■ Rows from a segmentation dataset ■
— START —
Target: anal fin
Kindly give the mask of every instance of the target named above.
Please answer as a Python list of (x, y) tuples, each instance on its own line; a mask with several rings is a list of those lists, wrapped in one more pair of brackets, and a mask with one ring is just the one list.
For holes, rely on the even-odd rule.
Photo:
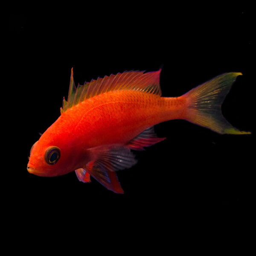
[(144, 147), (151, 146), (165, 139), (158, 138), (154, 133), (154, 126), (151, 126), (129, 141), (127, 146), (131, 149), (144, 150)]
[(129, 149), (118, 145), (97, 147), (90, 151), (95, 160), (86, 166), (90, 175), (108, 189), (122, 194), (116, 171), (135, 164), (134, 155)]

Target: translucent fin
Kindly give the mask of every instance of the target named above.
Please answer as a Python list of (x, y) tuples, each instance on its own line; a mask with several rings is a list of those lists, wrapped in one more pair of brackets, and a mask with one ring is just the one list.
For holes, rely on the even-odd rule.
[(221, 106), (233, 83), (241, 73), (226, 73), (192, 89), (187, 98), (185, 119), (221, 134), (249, 134), (229, 123), (221, 113)]
[(78, 179), (82, 182), (90, 182), (90, 174), (86, 170), (83, 168), (80, 168), (75, 171)]
[(108, 189), (123, 193), (115, 171), (135, 164), (134, 155), (123, 147), (98, 147), (90, 150), (96, 159), (87, 164), (88, 172)]
[(127, 146), (131, 149), (144, 150), (144, 147), (148, 147), (165, 139), (166, 138), (158, 138), (154, 133), (154, 126), (151, 126), (133, 139)]
[(75, 85), (74, 79), (73, 78), (73, 68), (71, 69), (71, 76), (70, 82), (70, 88), (67, 97), (67, 108), (72, 108), (74, 103), (74, 99), (76, 95), (76, 87)]
[(126, 71), (116, 75), (105, 76), (103, 78), (92, 80), (84, 85), (76, 87), (73, 78), (73, 69), (70, 83), (67, 102), (63, 100), (62, 113), (67, 109), (85, 99), (109, 91), (119, 90), (135, 90), (161, 96), (159, 84), (160, 73), (158, 71), (144, 73), (144, 71)]

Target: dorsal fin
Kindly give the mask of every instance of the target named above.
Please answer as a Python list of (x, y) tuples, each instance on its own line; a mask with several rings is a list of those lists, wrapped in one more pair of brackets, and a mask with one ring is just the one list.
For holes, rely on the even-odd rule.
[(158, 71), (144, 73), (144, 71), (125, 71), (116, 75), (105, 76), (103, 78), (92, 80), (84, 85), (79, 84), (77, 88), (73, 78), (73, 68), (70, 83), (67, 102), (63, 99), (61, 113), (85, 99), (99, 94), (119, 90), (139, 90), (150, 93), (161, 95), (159, 84), (160, 73)]

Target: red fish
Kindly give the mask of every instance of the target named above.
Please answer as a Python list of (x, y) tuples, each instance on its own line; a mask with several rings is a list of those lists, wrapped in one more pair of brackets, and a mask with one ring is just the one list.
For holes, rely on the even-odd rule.
[(116, 172), (136, 163), (131, 151), (143, 150), (158, 138), (153, 126), (183, 119), (220, 134), (249, 134), (233, 127), (221, 105), (241, 73), (219, 76), (180, 97), (161, 97), (160, 70), (125, 72), (75, 85), (73, 69), (67, 101), (61, 115), (30, 151), (27, 170), (41, 176), (75, 171), (79, 180), (90, 176), (108, 189), (123, 193)]

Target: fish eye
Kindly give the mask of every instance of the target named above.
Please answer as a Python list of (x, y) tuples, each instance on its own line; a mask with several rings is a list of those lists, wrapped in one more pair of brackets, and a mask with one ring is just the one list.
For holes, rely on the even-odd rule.
[(61, 150), (58, 147), (49, 147), (45, 151), (44, 160), (51, 165), (55, 164), (61, 157)]

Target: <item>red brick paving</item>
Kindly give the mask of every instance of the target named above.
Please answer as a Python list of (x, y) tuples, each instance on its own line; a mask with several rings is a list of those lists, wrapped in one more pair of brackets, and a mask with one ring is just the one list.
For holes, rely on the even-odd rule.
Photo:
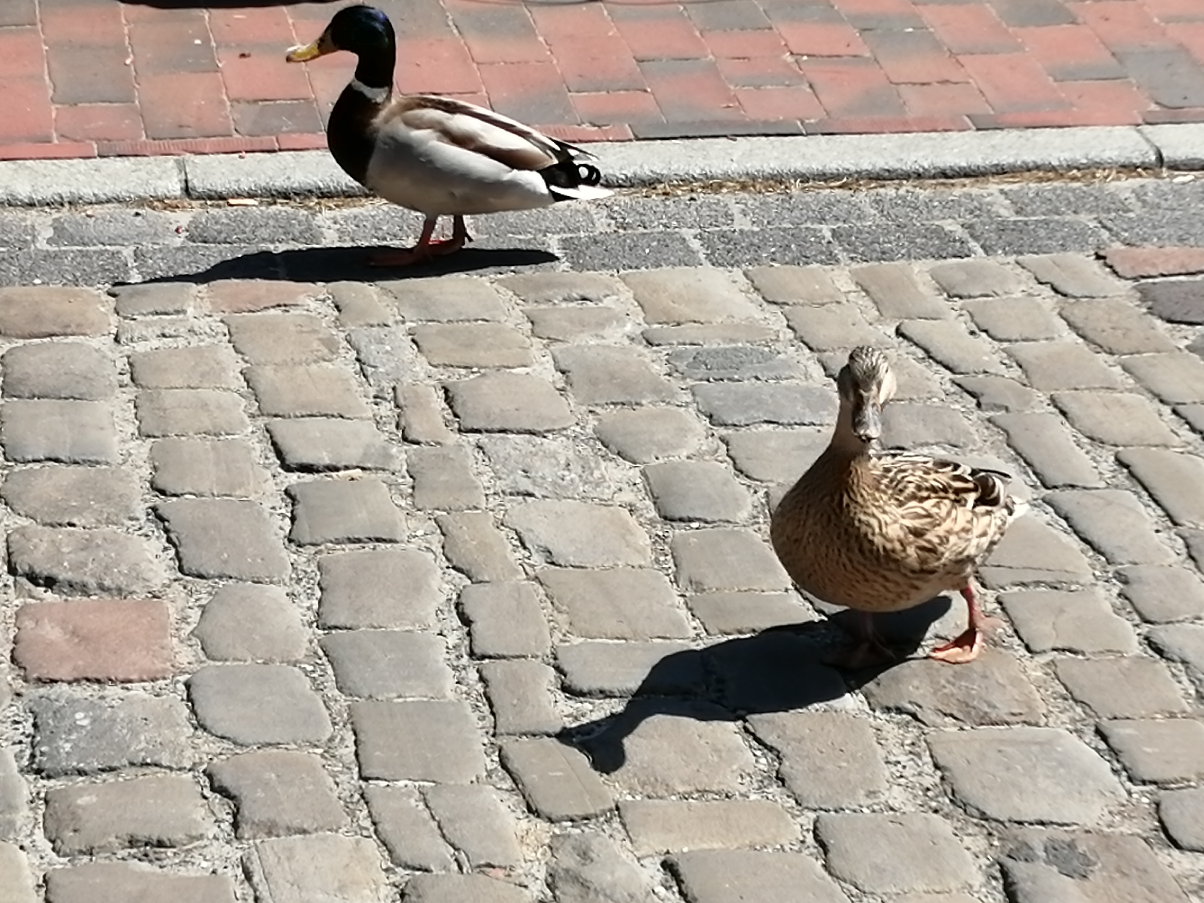
[[(0, 158), (324, 144), (342, 0), (4, 0)], [(397, 82), (573, 140), (1204, 122), (1204, 0), (378, 0)]]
— END —
■ PROMPT ■
Swap "Kindly give" for "Please provide" everywhere in the items above and reproduce them otherwise unchanged, leaving the pictures out.

■ RESPONSE ■
Target: anal fin
Please provide the mask of every instance of the target named above.
Please answer as a Python list of (x, y) tuples, each instance on its own line; a mask with several rings is a list of those lists, wrapped in one more pair of brackets, and a mask with one ring is just the one list.
For holes, rely on the even-odd rule.
Photo:
[(144, 147), (151, 146), (165, 139), (158, 138), (154, 133), (154, 126), (151, 126), (129, 141), (127, 146), (131, 149), (144, 150)]
[(129, 149), (118, 145), (97, 147), (90, 151), (95, 160), (86, 166), (90, 175), (108, 189), (122, 194), (116, 171), (135, 164), (134, 155)]

Target: translucent fin
Please provide the mask of every instance of the target named above.
Please answer as a Python list of (x, y) tuples, each instance on its own line; a mask with several rings is a list of those lists, wrapped in one more pair of brackets, and a mask with one ring is just the one list.
For holes, rely on the even-odd rule.
[(221, 106), (233, 83), (241, 73), (226, 73), (192, 89), (187, 98), (185, 119), (221, 134), (249, 134), (229, 123), (221, 113)]
[(78, 179), (82, 182), (90, 182), (90, 174), (86, 170), (83, 168), (80, 168), (75, 171)]
[(108, 189), (123, 193), (115, 171), (135, 164), (134, 155), (123, 147), (98, 147), (90, 150), (96, 159), (87, 164), (88, 172)]
[(127, 146), (131, 149), (144, 150), (144, 147), (148, 147), (165, 139), (166, 138), (158, 138), (154, 133), (154, 126), (151, 126), (133, 139)]
[(75, 85), (74, 79), (73, 78), (73, 68), (71, 69), (71, 76), (70, 82), (70, 88), (67, 97), (67, 108), (72, 108), (74, 103), (74, 99), (76, 95), (76, 87)]
[(126, 71), (116, 75), (105, 76), (103, 78), (92, 80), (84, 85), (76, 87), (73, 78), (73, 69), (70, 83), (67, 102), (63, 100), (62, 113), (67, 109), (85, 99), (109, 91), (119, 90), (135, 90), (161, 96), (159, 84), (160, 73), (158, 71), (144, 73), (144, 71)]

Target: dorsal fin
Please provide the mask of every instance of the target named above.
Please answer as a Python list of (x, y) tuples, each instance on its own line; a mask with several rings is a list of those lists, wrapped in one more pair of brackets, and a mask with one ring is just the one list.
For holes, rely on the even-odd rule.
[(158, 71), (144, 73), (144, 71), (125, 71), (116, 75), (105, 76), (103, 78), (92, 80), (84, 85), (79, 84), (77, 88), (73, 78), (73, 68), (70, 83), (67, 102), (63, 99), (61, 113), (85, 99), (99, 94), (119, 90), (139, 90), (150, 93), (161, 95), (159, 84), (160, 73)]

Target: red fish
Please provide the mask of every instance of the target named above.
Please answer as a Python list of (x, y) tuples, each instance on its own line; a mask with several rings is a list of those lists, wrapped in one more pair of brackets, and a mask with one ring is just the one list.
For holes, rely on the even-odd rule.
[(116, 172), (136, 163), (131, 151), (143, 150), (158, 138), (153, 126), (183, 119), (220, 134), (249, 134), (233, 127), (221, 105), (241, 73), (219, 76), (180, 97), (161, 97), (160, 70), (125, 72), (75, 85), (73, 69), (67, 101), (61, 115), (30, 151), (27, 170), (41, 176), (75, 171), (79, 180), (90, 176), (108, 189), (123, 193)]

Target: fish eye
Please provide the mask of every instance of the target named above.
Please answer as a Python list of (x, y) tuples, each instance on its own line; a mask with several rings is a list of those lists, wrapped in one more pair of brackets, and a mask with one ring is just the one list.
For holes, rely on the even-odd rule.
[(61, 150), (58, 147), (49, 147), (45, 151), (44, 160), (51, 165), (55, 164), (61, 157)]

Target: <item>red brick paving</item>
Please provide the mask of every instance of the target named above.
Please answer as a Python list of (x, y) tuples, each instance on its own line; a mask with several rings is a list of those lists, wrapped in one more pair of brackets, and a mask with one ring is just the one list.
For holes, rely on the even-odd rule.
Photo:
[[(0, 158), (324, 144), (342, 0), (4, 0)], [(397, 82), (573, 140), (1204, 122), (1204, 0), (378, 0)]]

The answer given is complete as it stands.